**Selected passage**
......
# Can't set up wifi



## ZCXU (Mar 23, 2017)

The command "pciconf -lv | grep -B3 network" outputs two things. One being my Ethernet device and the other my Qualcomm Atheros device.

Qualcomm Atheros:

Device: QCA9377 802.11ac Wireless Network Adapter 
Class: network 

ifconfig doesn't seem to detect my wireless device.

What can I do to have a working wifi connection?

Thanks


----------



## Phishfry (Mar 23, 2017)

That chipset is pretty new. I would be surprised if it worked. FreeBSD does not have 802.11ac support yet.
https://forums.freebsd.org/threads/59187/


----------



## ZCXU (Mar 23, 2017)

Phishfry said:


> That chipset is pretty new. I would be surprised if it worked. FreeBSD does not have 802.11ac support yet.
......
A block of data

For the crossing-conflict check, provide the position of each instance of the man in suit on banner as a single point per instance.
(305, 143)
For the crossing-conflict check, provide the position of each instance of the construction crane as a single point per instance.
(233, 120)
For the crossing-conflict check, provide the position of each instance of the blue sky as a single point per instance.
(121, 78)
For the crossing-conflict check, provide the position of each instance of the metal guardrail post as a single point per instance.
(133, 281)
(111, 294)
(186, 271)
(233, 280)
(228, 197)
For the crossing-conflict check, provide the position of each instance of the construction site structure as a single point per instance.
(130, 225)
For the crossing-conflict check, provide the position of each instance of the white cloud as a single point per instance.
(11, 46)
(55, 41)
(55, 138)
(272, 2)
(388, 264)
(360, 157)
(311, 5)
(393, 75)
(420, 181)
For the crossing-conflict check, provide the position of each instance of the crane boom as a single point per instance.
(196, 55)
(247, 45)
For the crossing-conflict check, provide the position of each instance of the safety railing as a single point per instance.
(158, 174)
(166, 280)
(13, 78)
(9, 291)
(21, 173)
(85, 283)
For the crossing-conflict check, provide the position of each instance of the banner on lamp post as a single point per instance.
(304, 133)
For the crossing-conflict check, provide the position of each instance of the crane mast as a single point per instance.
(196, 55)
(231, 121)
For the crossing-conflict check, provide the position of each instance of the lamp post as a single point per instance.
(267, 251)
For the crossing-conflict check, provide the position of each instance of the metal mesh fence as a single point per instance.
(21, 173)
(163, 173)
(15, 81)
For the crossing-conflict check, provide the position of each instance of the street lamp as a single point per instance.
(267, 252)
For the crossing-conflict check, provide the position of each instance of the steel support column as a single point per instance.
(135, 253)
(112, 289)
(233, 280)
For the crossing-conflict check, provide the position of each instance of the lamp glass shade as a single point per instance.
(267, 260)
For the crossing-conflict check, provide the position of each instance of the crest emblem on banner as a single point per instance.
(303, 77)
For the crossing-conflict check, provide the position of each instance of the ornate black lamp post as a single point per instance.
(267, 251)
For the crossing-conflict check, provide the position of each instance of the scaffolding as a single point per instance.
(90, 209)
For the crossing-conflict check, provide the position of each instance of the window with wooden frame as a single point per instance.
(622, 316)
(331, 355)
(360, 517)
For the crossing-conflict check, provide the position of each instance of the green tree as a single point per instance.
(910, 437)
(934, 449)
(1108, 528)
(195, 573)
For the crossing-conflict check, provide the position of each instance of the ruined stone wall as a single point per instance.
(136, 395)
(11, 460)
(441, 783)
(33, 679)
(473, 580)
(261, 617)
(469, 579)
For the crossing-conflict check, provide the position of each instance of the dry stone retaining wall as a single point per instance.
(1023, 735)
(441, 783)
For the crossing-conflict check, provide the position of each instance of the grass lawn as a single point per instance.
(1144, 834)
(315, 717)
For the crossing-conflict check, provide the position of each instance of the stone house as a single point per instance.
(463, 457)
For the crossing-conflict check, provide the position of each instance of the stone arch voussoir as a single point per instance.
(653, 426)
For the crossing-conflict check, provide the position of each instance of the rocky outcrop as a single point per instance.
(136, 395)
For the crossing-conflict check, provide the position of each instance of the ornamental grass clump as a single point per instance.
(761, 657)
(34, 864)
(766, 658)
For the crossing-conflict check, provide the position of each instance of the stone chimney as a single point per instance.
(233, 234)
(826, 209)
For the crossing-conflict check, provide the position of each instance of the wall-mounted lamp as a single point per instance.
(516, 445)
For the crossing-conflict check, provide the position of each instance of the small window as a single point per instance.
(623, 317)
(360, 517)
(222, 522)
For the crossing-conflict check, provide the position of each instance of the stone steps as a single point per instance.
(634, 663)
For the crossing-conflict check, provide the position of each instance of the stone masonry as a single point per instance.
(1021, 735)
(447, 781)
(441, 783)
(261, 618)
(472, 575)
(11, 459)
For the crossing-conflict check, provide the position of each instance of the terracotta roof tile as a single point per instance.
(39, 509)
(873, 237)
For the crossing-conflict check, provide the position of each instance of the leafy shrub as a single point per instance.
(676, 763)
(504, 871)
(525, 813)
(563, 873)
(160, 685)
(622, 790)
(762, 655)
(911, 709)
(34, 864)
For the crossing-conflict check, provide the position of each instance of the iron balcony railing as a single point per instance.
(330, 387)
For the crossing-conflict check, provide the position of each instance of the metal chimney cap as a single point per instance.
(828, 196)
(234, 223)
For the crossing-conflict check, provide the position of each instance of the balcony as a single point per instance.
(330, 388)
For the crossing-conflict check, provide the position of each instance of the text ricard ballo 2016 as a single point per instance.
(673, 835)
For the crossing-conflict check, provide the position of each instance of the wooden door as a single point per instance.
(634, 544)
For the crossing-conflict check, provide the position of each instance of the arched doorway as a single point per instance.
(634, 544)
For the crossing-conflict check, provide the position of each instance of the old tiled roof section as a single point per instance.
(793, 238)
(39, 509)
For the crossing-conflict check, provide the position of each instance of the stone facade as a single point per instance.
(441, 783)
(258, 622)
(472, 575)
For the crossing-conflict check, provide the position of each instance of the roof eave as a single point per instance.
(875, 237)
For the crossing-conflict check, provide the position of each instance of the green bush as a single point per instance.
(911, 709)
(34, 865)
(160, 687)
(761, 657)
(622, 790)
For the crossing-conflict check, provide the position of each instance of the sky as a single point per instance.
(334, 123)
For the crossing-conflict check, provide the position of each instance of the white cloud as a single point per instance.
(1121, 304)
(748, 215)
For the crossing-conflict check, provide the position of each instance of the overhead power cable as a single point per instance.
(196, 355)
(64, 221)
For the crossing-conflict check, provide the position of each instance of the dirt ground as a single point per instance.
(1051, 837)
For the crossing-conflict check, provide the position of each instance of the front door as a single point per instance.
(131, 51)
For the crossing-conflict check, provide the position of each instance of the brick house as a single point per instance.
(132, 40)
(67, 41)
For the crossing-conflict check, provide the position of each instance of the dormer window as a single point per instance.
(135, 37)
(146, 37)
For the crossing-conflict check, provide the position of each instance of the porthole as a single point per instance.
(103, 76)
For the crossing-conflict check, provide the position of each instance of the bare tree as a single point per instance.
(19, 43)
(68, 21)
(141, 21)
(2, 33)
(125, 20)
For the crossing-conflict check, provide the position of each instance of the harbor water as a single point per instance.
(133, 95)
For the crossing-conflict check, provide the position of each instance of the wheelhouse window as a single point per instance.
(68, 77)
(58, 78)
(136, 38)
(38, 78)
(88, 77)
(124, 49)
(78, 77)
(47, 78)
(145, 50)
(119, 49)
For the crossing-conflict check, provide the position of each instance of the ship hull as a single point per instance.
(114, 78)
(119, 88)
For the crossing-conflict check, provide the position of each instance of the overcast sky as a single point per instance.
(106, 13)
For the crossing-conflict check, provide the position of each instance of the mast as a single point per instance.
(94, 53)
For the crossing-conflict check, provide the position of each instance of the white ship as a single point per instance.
......
**Required tasks**
a. According to the wifi thread, what support does FreeBSD not have yet?
b. Carry on the forum thread about setting up wifi from the point where it stops.

**Outputs in order**
a. 802.11ac support.

b.
> https://forums.freebsd.org/threads/59187/


Okay fair enough. I've noticed that I cannot ping www.google.com but I can ping 8.8.8.8 on my Ethernet connection.

Also, when do you think FreeBSD will support my chipset?


----------



## balanga (Mar 24, 2017)

ZCXU said:


> Okay fair enough. I've noticed that I cannot ping www.google.com but I can ping 8.8.8.8 on my Ethernet connection.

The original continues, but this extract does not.